◆ WHAT IS BEING ASKED: Only the lines running from the line with "For every instance of the person's" to the end of the records below belong in the answer, each copied exactly.
═════ PROVIDED DATA
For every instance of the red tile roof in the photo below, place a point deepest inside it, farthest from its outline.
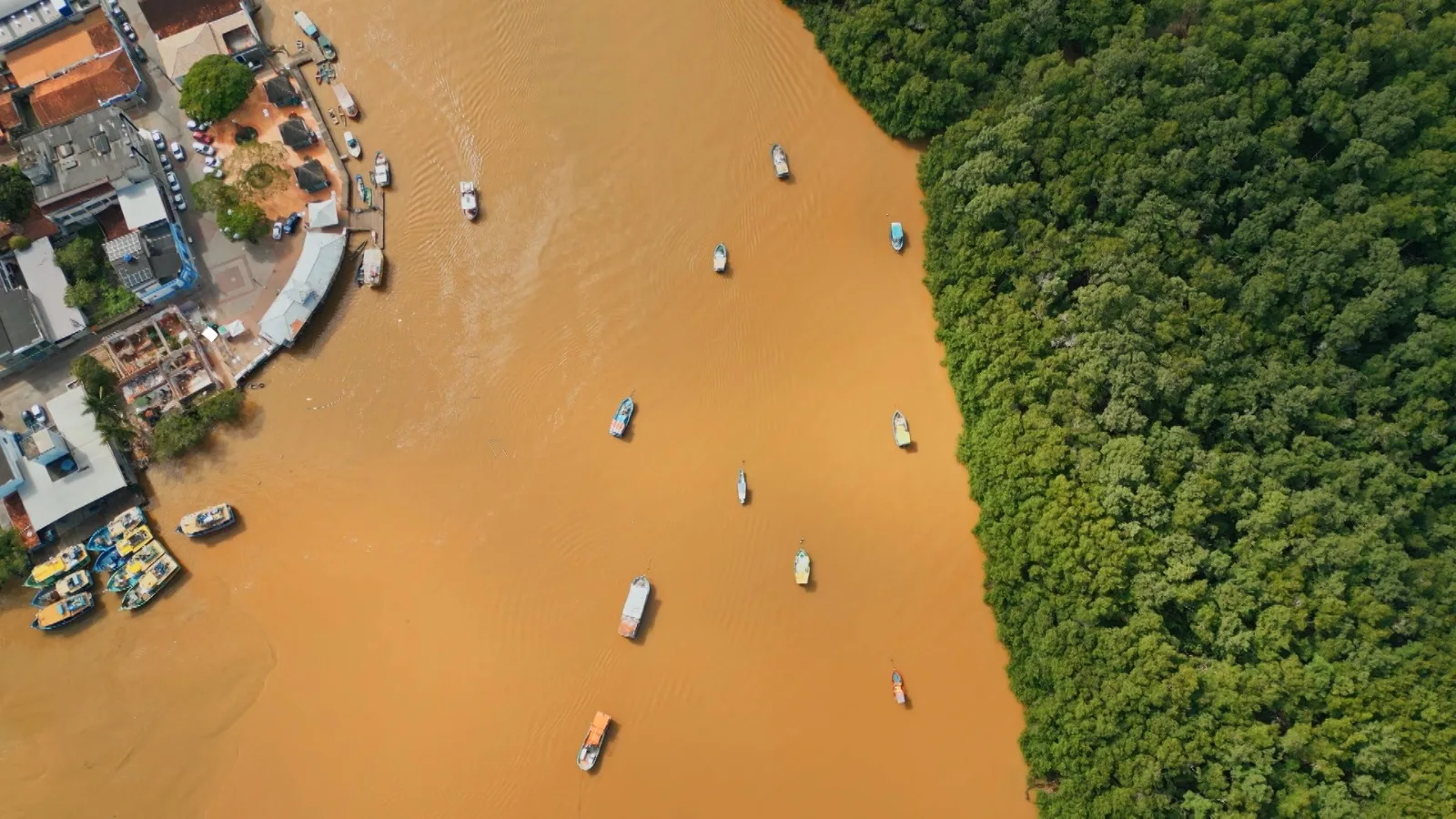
(175, 16)
(80, 91)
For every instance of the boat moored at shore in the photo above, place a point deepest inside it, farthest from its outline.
(623, 417)
(152, 581)
(57, 567)
(63, 612)
(596, 738)
(207, 521)
(468, 201)
(632, 611)
(781, 160)
(72, 583)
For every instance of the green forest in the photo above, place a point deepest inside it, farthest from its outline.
(1193, 270)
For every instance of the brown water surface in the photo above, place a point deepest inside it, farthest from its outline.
(419, 614)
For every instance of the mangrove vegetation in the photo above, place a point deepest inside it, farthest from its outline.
(1193, 270)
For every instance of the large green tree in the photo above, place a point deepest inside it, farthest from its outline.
(1196, 280)
(215, 86)
(16, 194)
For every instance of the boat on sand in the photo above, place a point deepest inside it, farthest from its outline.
(152, 581)
(207, 521)
(72, 583)
(781, 160)
(638, 592)
(63, 612)
(623, 417)
(592, 746)
(57, 567)
(468, 201)
(902, 429)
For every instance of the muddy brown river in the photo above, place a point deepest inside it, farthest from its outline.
(417, 615)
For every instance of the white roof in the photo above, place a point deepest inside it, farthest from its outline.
(303, 293)
(324, 215)
(47, 283)
(142, 205)
(98, 472)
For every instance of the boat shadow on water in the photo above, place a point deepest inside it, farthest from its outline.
(648, 620)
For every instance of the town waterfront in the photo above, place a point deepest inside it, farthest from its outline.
(417, 614)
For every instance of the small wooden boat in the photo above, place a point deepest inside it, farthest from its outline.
(902, 429)
(152, 581)
(592, 746)
(127, 576)
(109, 560)
(371, 268)
(380, 169)
(346, 101)
(207, 521)
(468, 203)
(638, 592)
(66, 561)
(63, 612)
(781, 162)
(623, 417)
(72, 583)
(135, 540)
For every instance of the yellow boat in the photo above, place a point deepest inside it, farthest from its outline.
(58, 566)
(135, 540)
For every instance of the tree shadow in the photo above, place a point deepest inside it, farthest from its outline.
(654, 603)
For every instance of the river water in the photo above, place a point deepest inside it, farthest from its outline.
(419, 614)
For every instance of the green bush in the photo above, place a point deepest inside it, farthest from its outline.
(1196, 283)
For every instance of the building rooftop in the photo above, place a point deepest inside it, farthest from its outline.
(95, 149)
(47, 285)
(303, 293)
(96, 472)
(18, 325)
(169, 18)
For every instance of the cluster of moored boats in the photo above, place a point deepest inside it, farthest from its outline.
(641, 588)
(126, 548)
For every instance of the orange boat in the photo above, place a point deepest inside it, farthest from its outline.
(592, 746)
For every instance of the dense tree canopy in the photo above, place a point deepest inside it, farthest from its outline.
(1196, 280)
(215, 86)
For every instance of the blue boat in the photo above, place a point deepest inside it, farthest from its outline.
(109, 560)
(623, 417)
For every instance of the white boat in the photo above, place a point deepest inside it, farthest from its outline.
(380, 169)
(346, 101)
(371, 268)
(468, 201)
(638, 593)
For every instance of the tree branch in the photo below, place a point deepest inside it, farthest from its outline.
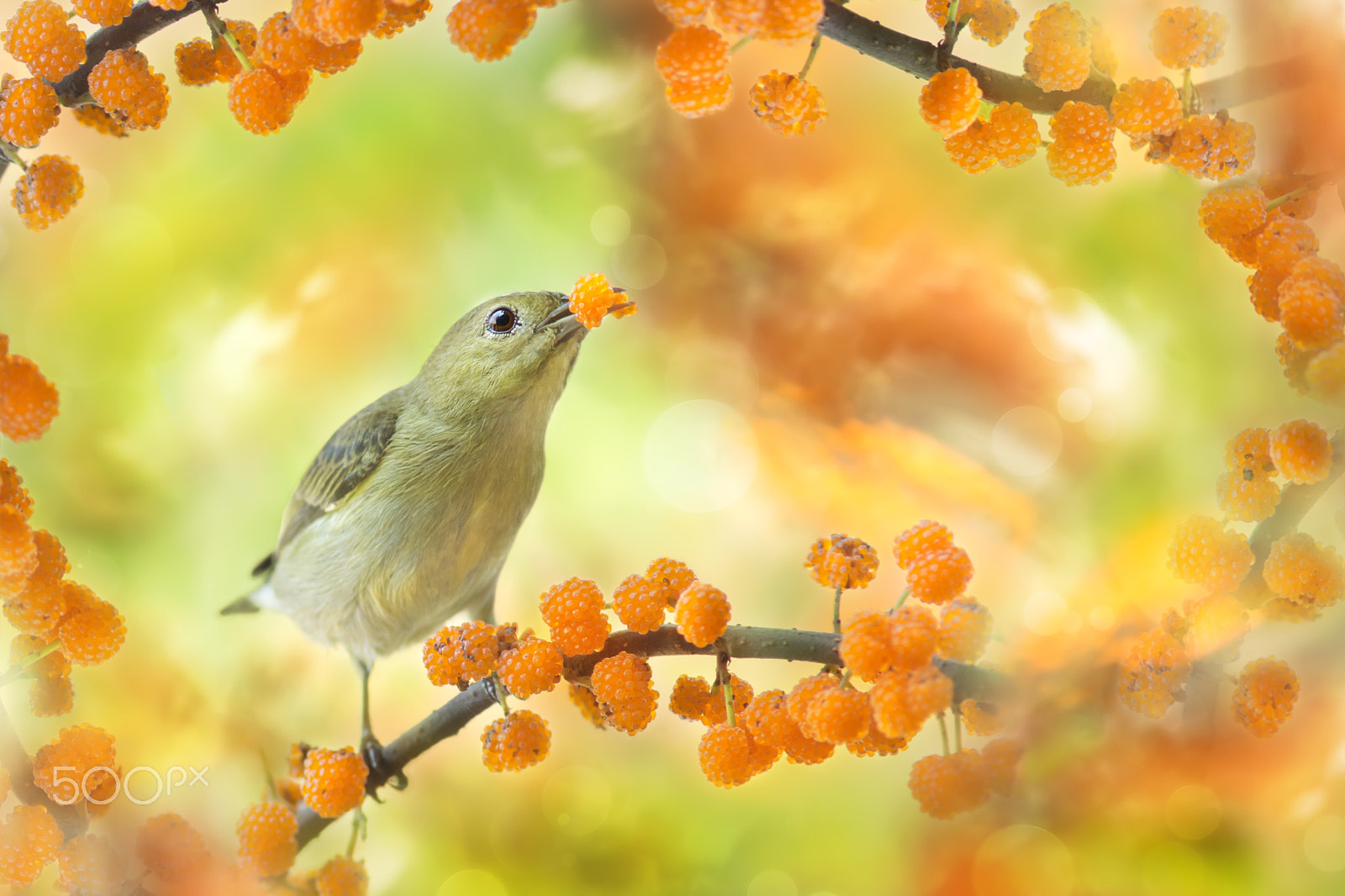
(145, 20)
(740, 642)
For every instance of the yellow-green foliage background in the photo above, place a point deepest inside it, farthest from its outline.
(219, 303)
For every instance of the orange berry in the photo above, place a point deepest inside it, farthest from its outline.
(103, 13)
(623, 688)
(926, 537)
(786, 104)
(13, 494)
(838, 716)
(1147, 109)
(697, 98)
(683, 13)
(703, 614)
(1311, 303)
(690, 696)
(334, 781)
(40, 37)
(587, 703)
(535, 667)
(171, 849)
(84, 754)
(92, 630)
(672, 575)
(867, 646)
(1302, 571)
(490, 29)
(791, 19)
(693, 54)
(125, 85)
(30, 840)
(266, 844)
(1250, 451)
(1216, 627)
(981, 717)
(965, 630)
(972, 150)
(740, 18)
(98, 119)
(44, 195)
(1214, 147)
(947, 786)
(715, 709)
(342, 876)
(950, 101)
(726, 755)
(1204, 553)
(1154, 673)
(1000, 759)
(18, 551)
(573, 611)
(941, 576)
(1301, 451)
(1012, 134)
(92, 867)
(639, 603)
(226, 61)
(401, 17)
(29, 109)
(462, 654)
(1246, 498)
(517, 741)
(1188, 37)
(842, 562)
(261, 101)
(195, 62)
(1264, 698)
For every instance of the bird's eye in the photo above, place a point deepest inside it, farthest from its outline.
(502, 320)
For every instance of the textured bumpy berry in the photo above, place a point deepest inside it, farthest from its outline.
(842, 562)
(44, 195)
(490, 29)
(573, 611)
(517, 741)
(125, 85)
(1154, 673)
(334, 781)
(1302, 571)
(1204, 553)
(592, 298)
(266, 844)
(965, 630)
(535, 667)
(703, 614)
(1264, 697)
(1301, 451)
(623, 685)
(950, 100)
(40, 37)
(786, 104)
(1188, 37)
(29, 109)
(947, 786)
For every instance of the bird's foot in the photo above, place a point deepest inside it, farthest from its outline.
(380, 767)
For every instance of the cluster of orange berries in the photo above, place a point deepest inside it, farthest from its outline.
(593, 298)
(694, 60)
(1298, 579)
(1063, 49)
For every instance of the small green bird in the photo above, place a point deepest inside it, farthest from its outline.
(409, 510)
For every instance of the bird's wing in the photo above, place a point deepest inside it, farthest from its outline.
(346, 461)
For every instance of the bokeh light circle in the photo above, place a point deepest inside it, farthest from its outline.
(699, 456)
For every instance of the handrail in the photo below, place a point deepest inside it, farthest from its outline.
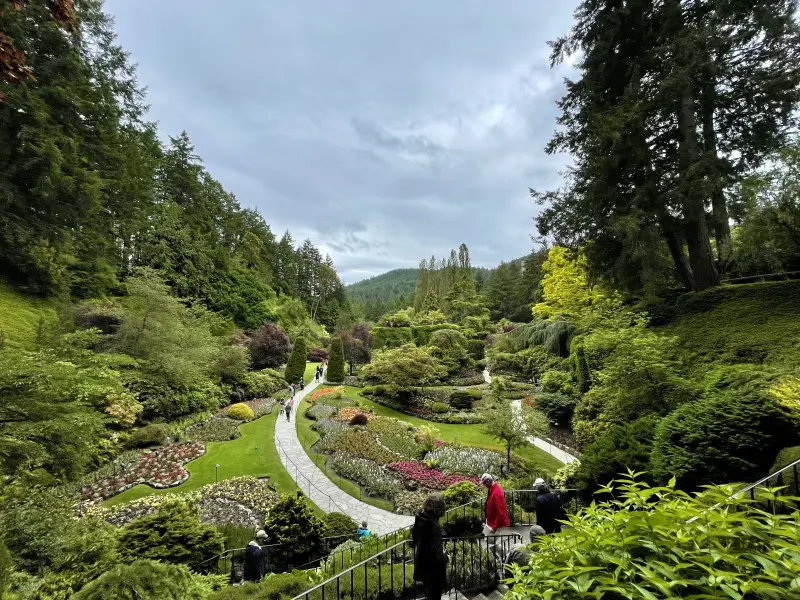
(298, 472)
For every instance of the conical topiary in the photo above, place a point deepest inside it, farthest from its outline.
(335, 372)
(296, 367)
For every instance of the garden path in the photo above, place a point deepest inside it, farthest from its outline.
(554, 451)
(321, 490)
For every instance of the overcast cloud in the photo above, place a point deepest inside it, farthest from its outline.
(384, 131)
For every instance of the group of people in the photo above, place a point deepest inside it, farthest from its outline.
(430, 559)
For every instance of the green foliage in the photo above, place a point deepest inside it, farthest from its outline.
(556, 406)
(278, 586)
(339, 524)
(404, 367)
(662, 543)
(621, 448)
(146, 580)
(263, 384)
(292, 521)
(461, 493)
(149, 435)
(732, 434)
(240, 411)
(335, 371)
(173, 534)
(296, 367)
(391, 337)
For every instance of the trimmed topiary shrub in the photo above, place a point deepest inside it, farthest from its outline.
(335, 372)
(146, 580)
(296, 366)
(241, 412)
(150, 435)
(173, 534)
(339, 524)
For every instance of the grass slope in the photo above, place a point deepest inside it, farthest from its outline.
(252, 454)
(20, 316)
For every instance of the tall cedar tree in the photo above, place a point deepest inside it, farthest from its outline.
(676, 101)
(335, 372)
(296, 367)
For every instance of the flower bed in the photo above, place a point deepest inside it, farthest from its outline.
(429, 478)
(215, 429)
(347, 413)
(160, 468)
(470, 461)
(357, 443)
(368, 474)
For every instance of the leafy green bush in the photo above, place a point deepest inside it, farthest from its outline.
(335, 371)
(150, 435)
(174, 534)
(275, 586)
(662, 543)
(339, 524)
(296, 366)
(241, 412)
(733, 434)
(291, 521)
(463, 399)
(146, 580)
(460, 493)
(557, 406)
(620, 448)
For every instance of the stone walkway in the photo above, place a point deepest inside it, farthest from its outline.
(554, 451)
(316, 485)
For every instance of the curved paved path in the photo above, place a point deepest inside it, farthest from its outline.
(316, 485)
(555, 452)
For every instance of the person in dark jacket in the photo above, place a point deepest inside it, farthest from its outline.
(254, 558)
(430, 561)
(548, 509)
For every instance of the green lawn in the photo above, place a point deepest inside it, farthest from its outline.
(469, 435)
(252, 454)
(308, 438)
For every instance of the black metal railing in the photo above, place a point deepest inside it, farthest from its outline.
(474, 564)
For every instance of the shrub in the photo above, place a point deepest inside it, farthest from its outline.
(558, 407)
(150, 435)
(462, 399)
(620, 448)
(292, 522)
(269, 347)
(733, 434)
(335, 372)
(296, 366)
(317, 355)
(339, 524)
(461, 493)
(648, 544)
(359, 419)
(145, 580)
(240, 412)
(262, 384)
(275, 586)
(174, 534)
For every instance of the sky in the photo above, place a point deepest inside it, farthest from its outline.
(383, 131)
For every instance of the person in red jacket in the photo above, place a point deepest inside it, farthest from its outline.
(496, 512)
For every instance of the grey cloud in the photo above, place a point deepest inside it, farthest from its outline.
(385, 132)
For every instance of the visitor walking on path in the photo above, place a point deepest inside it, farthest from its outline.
(430, 561)
(548, 508)
(496, 512)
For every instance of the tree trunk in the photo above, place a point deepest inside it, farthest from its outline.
(701, 257)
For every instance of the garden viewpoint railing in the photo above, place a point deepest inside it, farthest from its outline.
(474, 564)
(307, 485)
(274, 556)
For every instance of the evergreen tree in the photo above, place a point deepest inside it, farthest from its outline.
(296, 366)
(335, 372)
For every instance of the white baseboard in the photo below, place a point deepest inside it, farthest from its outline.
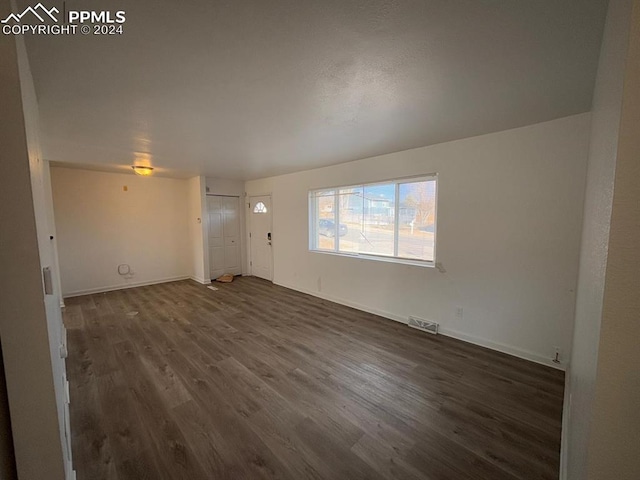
(482, 342)
(200, 280)
(111, 288)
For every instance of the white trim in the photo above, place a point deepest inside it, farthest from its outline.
(379, 258)
(111, 288)
(482, 342)
(203, 281)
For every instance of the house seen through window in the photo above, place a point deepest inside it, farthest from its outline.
(390, 220)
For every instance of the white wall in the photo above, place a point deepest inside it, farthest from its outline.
(100, 226)
(197, 229)
(602, 418)
(30, 327)
(510, 217)
(614, 443)
(232, 188)
(607, 104)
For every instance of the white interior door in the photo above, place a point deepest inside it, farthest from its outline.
(260, 236)
(224, 235)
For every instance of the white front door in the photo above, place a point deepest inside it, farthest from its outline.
(260, 236)
(224, 235)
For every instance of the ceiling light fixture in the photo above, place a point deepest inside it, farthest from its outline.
(142, 170)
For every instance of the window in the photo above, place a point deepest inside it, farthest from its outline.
(260, 208)
(394, 220)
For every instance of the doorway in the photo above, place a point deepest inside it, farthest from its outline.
(260, 236)
(224, 235)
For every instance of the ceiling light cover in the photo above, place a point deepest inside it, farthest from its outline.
(142, 170)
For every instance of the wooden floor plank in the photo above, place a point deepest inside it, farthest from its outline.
(253, 380)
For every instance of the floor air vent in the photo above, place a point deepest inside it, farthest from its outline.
(424, 325)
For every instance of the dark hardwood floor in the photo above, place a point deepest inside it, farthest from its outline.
(252, 381)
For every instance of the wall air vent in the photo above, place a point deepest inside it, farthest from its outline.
(424, 325)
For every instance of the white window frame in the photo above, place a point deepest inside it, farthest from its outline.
(313, 222)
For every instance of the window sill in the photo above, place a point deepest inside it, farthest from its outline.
(379, 258)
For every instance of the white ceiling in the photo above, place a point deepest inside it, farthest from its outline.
(250, 88)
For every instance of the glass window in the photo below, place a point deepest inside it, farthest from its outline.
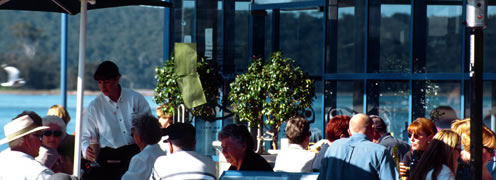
(444, 40)
(301, 38)
(439, 93)
(394, 39)
(489, 39)
(184, 22)
(350, 40)
(389, 100)
(277, 1)
(241, 37)
(343, 98)
(489, 104)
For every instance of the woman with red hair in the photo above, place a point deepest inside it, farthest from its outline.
(336, 128)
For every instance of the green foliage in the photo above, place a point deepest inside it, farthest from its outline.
(277, 91)
(167, 91)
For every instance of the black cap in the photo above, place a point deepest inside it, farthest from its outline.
(182, 131)
(379, 124)
(106, 70)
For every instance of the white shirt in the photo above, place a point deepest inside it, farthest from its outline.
(444, 174)
(19, 165)
(294, 159)
(142, 163)
(184, 165)
(112, 119)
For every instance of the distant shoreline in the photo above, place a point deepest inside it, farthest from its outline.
(144, 92)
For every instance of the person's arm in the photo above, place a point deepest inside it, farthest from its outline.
(387, 168)
(45, 174)
(143, 106)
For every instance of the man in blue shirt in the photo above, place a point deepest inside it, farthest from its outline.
(357, 157)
══════════
◆ FINISHED EXERCISE:
For every instance of the person's arm in the photo above, place a point deepest inside it, farthest from its outline.
(387, 168)
(45, 174)
(143, 106)
For every instance of the man in blue shirt in the photo above, place a point deepest inside it, farthest from its outline.
(357, 157)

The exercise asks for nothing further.